> WHAT IS EXPECTED: Copy out each line of the material that includes the word "leaf".
--- START ---
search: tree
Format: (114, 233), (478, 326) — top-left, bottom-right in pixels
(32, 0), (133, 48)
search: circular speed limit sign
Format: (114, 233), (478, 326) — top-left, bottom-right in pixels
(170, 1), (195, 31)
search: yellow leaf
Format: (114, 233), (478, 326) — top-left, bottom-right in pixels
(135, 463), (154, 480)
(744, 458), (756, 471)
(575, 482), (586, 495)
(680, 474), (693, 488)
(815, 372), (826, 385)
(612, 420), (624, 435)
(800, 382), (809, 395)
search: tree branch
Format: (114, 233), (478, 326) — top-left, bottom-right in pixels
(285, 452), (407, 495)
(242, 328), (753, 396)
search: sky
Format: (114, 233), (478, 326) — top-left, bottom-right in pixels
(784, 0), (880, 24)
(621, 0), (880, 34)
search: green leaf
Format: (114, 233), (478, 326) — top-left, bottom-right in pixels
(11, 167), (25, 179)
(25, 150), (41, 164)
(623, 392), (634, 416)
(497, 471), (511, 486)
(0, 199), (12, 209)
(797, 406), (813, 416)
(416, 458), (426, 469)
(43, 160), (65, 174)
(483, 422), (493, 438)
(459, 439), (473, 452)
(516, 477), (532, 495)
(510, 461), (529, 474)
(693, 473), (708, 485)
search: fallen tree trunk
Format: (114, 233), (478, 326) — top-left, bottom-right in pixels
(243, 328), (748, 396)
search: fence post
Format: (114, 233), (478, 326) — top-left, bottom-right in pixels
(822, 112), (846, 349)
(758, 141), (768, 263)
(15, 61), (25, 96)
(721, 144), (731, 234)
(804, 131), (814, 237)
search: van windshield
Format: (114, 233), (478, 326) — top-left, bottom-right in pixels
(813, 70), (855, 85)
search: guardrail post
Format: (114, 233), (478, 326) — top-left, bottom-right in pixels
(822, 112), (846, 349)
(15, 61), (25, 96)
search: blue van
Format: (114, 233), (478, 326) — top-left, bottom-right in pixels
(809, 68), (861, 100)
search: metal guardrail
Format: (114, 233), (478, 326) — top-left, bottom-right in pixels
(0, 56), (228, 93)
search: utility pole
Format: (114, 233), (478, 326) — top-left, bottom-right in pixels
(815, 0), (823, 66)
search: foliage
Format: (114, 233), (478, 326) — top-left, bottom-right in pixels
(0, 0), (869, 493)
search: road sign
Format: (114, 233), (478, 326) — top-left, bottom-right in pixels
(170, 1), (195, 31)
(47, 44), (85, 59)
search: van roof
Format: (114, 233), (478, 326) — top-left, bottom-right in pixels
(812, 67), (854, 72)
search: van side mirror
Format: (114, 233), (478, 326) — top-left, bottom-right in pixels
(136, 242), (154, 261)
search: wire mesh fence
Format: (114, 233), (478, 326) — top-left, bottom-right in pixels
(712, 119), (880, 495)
--- END ---
> TASK RESPONSE:
search: yellow leaf
search: green leaf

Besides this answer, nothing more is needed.